Quoted passage:
------------------------------------------------------------------------

From visualization to approaching exercise as a privilege, and, erm, zen toilet sessions, these are the daily disciplines that have helped our experts achieve fitness greatness. Follow their advice, and you can too.
The key to maintaining a healthy way of life is getting into the habit of doing so. But you know that. We know that. Everyone knows that. For many of us, prioritizing healthy habits is the very definition of ‘easier said than done.’ So what can we do about it?
When it comes to forming healthy habits, The British Journal of General Practice advocates for “simple and sustainable behavior change advice”. To be effective, the study authors write any change has to be “simple for the patient to implement, and it has realistic potential for long-term impact.” Which sounds pretty good, right?
Meanwhile, a second study published in Frontiers in Psychology found that larger goals, like getting in shape, or running that 10k in record time, often come into conflict with shorter goals, like watching YouTube videos in bed (we know that feeling). Making space for both instead of ditching one entirely is how we achieve balance.

------------------------------------------------------------------------

Records from a data source:
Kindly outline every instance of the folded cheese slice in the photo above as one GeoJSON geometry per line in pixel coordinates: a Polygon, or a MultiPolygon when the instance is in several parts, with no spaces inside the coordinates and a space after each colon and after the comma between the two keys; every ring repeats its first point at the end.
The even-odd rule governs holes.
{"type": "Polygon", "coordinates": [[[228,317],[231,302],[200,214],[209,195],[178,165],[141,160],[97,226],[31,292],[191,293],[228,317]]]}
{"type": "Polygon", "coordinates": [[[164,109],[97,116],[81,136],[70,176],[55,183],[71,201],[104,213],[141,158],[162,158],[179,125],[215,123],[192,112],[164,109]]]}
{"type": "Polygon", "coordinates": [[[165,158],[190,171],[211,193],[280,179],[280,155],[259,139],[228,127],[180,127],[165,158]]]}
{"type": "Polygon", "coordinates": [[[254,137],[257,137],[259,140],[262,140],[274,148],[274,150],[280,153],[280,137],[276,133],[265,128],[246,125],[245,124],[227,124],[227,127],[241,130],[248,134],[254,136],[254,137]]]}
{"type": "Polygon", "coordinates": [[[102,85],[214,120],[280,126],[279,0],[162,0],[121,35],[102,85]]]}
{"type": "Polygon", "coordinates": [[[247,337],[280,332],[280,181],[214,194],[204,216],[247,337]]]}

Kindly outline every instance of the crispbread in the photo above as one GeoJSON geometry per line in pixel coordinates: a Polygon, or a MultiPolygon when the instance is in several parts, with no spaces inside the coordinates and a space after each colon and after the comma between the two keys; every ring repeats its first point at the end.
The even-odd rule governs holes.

------------------------------------------------------------------------

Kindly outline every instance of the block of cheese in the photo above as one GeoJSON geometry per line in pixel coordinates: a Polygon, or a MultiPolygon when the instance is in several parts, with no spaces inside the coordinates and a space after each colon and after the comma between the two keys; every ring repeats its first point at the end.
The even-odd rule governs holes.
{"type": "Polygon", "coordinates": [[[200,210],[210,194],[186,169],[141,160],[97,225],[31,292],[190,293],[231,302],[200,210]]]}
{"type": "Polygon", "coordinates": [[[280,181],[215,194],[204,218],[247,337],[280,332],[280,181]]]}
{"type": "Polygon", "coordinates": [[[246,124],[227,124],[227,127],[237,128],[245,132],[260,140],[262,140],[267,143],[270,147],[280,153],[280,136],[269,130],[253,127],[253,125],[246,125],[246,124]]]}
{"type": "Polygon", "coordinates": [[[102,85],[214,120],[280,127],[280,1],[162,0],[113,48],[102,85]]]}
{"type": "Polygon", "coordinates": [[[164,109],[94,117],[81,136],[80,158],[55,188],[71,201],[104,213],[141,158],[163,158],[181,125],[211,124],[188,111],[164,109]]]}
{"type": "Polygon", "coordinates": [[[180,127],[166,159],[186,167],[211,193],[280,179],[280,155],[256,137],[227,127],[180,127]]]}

------------------------------------------------------------------------

Exercise brief: Reproduce the full passage on forming healthy fitness habits word for word, with nothing changed.

Answer box:
From visualization to approaching exercise as a privilege, and, erm, zen toilet sessions, these are the daily disciplines that have helped our experts achieve fitness greatness. Follow their advice, and you can too.
The key to maintaining a healthy way of life is getting into the habit of doing so. But you know that. We know that. Everyone knows that. For many of us, prioritizing healthy habits is the very definition of ‘easier said than done.’ So what can we do about it?
When it comes to forming healthy habits, The British Journal of General Practice advocates for “simple and sustainable behavior change advice”. To be effective, the study authors write any change has to be “simple for the patient to implement, and it has realistic potential for long-term impact.” Which sounds pretty good, right?
Meanwhile, a second study published in Frontiers in Psychology found that larger goals, like getting in shape, or running that 10k in record time, often come into conflict with shorter goals, like watching YouTube videos in bed (we know that feeling). Making space for both instead of ditching one entirely is how we achieve balance.